My only bear experience was the story I told above. I instantly assumed that there were no survivor bees. Though we couldn’t go that day, we did make the trip two days later. My friend’s bees were packages while mine was an overwintered unit with more brood and honey. It bore the brunt of the attack. One of my friend’s package colonies seemed to have served as an appetizer.
What a storied colony
This colony came to me as a foreign swarm. It tormented my neighbor. It made casual visits to my apiary unenjoyable. It was a difficult move to a different location, and it had never produced any surplus honey. Now, it had suffered a serious bear attack.
The bees fought back
To all who routinely deal with bears, I realize that a one hive/one bear situation is amusing. Truthfully? I hope I don’t have any more experiences like this. But apparently, the bees did put up a fight. For all the bear/bee people out there, did this attack happen during the day, during the night or either? I ask this because the bear had created what I have named “bear tunnels.”
These tunnels are areas away from the colony and back in the brush. As I pushed into these secluded areas, I took a moment to wonder what I should do if the animal was still there. All appeared quiet. Due to weed recovery and rain, the crime appeared to have happened several days before. I pushed on into all of these areas to get my frames and hive bodies. These “tunnels” look like the one in the following photo.
Yet another surprise
After clearing the tunnels and accumulating all the busted equipment, I turned to the process of reassembling the hive – more as a neatening process than a bee management process. There were a few demoralized bees flying around. Heavy rain had drenched everything. Mosquitoes were attacking in unnerving numbers.
I tossed a bottom board into place, put an empty deep atop it, and picked up the hive body with a few bees showing. Wow – underneath that deep was about two pounds of hungry, wet survivor bees that had NOT capitulated. With that brief touch, I set off a stinging firestorm. It was time to move – fast – from the area. I was unprepared for this attack. I knew there were some bees there but so far all had been lethargic and unresponsive. That all changed when I rolled that hive body over. They were immediately in high defense mode. I was in “abandon the area” mode.

• _Data lines_
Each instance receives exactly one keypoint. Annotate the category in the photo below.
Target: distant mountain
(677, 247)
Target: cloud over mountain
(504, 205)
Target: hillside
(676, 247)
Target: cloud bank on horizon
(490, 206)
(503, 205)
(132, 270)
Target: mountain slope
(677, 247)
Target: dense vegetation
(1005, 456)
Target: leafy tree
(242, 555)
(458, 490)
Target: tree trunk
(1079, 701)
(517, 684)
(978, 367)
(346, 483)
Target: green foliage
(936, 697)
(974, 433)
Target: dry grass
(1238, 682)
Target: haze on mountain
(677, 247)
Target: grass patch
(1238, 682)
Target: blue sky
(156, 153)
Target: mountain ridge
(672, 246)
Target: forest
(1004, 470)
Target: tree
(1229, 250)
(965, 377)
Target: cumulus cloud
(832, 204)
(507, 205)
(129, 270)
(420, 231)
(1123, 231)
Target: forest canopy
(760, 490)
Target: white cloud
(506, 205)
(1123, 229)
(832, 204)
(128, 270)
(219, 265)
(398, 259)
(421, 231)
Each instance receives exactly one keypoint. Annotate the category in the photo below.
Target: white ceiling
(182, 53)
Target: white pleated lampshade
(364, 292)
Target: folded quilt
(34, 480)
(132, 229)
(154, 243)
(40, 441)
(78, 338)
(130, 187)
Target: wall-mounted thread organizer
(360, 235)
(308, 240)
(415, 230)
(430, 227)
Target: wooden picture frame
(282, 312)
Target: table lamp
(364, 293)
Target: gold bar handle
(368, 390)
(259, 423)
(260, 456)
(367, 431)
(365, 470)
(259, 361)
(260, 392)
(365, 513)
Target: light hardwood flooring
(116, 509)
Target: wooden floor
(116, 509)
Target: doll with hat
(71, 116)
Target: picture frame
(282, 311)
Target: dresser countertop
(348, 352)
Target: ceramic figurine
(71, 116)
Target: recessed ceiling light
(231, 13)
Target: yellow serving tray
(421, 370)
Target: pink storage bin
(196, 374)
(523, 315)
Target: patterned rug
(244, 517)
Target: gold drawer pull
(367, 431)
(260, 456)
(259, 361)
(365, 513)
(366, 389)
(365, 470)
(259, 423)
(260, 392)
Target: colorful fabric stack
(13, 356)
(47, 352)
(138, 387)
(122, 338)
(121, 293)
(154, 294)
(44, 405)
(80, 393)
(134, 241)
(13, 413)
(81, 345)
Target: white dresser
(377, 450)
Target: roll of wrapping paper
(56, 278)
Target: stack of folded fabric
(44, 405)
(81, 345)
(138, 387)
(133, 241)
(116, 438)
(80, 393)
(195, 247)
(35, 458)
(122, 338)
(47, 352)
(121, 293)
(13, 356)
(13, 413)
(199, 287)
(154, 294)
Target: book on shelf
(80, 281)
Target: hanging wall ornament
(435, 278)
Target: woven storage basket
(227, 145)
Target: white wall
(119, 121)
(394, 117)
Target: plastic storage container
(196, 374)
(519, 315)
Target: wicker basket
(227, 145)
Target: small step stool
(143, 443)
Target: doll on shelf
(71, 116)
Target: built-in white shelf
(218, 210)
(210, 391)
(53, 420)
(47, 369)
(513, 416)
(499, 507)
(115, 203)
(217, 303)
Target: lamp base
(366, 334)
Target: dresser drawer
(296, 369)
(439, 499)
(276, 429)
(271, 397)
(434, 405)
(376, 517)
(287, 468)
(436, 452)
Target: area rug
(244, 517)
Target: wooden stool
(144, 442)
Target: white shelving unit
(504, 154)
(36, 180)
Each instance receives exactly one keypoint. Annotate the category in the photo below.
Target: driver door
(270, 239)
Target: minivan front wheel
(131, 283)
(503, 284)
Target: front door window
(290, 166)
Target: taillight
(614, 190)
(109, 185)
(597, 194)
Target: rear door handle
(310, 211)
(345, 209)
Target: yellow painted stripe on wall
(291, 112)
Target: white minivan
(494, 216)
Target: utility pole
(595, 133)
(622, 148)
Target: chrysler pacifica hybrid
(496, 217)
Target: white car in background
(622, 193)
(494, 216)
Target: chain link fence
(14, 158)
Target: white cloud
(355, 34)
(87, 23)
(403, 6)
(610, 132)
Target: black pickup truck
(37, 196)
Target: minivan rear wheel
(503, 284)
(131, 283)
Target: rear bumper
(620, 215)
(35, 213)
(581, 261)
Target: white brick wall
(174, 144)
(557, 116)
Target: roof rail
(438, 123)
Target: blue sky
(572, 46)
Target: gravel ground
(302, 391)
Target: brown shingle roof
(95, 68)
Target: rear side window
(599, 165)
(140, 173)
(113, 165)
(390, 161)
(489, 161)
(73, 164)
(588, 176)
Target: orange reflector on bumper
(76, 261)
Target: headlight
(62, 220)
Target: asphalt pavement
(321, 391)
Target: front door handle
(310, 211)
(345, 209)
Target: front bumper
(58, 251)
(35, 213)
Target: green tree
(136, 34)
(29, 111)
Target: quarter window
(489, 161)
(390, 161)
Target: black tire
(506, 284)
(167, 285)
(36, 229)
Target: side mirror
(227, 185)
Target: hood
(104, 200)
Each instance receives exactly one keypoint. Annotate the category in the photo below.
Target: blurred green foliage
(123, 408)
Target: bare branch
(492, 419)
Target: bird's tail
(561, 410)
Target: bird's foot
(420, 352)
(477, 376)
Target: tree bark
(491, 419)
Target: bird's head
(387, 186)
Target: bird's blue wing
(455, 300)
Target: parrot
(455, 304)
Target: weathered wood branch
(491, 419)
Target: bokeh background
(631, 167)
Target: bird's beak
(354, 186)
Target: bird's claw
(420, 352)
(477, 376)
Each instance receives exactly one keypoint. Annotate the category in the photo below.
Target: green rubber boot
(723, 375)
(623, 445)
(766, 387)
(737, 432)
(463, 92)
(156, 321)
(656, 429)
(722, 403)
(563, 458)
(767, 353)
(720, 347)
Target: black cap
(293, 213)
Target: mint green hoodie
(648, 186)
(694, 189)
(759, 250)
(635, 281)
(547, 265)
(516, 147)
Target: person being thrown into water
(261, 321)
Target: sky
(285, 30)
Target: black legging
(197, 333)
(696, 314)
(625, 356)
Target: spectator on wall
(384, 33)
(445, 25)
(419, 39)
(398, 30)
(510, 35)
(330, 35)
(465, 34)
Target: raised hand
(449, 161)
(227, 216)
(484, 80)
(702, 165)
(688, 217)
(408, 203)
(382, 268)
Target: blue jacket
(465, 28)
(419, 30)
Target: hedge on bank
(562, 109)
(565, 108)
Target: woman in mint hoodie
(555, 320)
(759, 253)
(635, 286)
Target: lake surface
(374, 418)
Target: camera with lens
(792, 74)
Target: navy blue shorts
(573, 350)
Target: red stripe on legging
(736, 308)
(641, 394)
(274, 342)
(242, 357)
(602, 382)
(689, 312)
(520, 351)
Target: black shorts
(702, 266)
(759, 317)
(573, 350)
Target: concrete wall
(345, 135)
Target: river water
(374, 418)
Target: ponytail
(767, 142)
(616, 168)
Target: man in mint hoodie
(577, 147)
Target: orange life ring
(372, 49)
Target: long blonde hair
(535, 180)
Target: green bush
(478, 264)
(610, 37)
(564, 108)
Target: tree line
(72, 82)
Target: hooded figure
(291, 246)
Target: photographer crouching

• _What to do_
1. In the account of the bear attack on the beehive, how many pounds of survivor bees were found under the deep?
2. Resume the account of the bear attack on the beehive, picking up after its final sentence.
The records play no part in what is asked here.

• _Exercise results_
1. About two pounds.

2.
Throughout the clean-up event, there was a sour, compost, odd odor. My friend and I estimated that it had been three days since the bear had been there. Maybe it was spilled honey, dead brood, rain, or forest compost providing the odor. I don’t know. Did the bear have something to do with the smell in the area?
It was a rainy day. I had suddenly been stung several times and through it all was a strange earthy odor of compost, I suppose. Cleaning this mess was no better than cleaning winter-kill colonies.
Presently, the colony is not in good shape. From my friend’s description, I suspect it is queenless. It had no food stores and all brood was destroyed. I didn’t like this colony, but I never intended for this to happen to it. Should I just cut my losses and let it go?
Clearly, as I finish this piece, I can say that this is not a how-to article on dealing with bears. These are my first time experiences, and the surprises that came with those experiences. Is the bear coming back. Certainly, I don’t know. Electric fences? Is the cost worth it. The cottage? Should we always be on bear-alert? And don’t you know, bears are protected in Ohio. Beehives are not. Where is this new bear business going to end?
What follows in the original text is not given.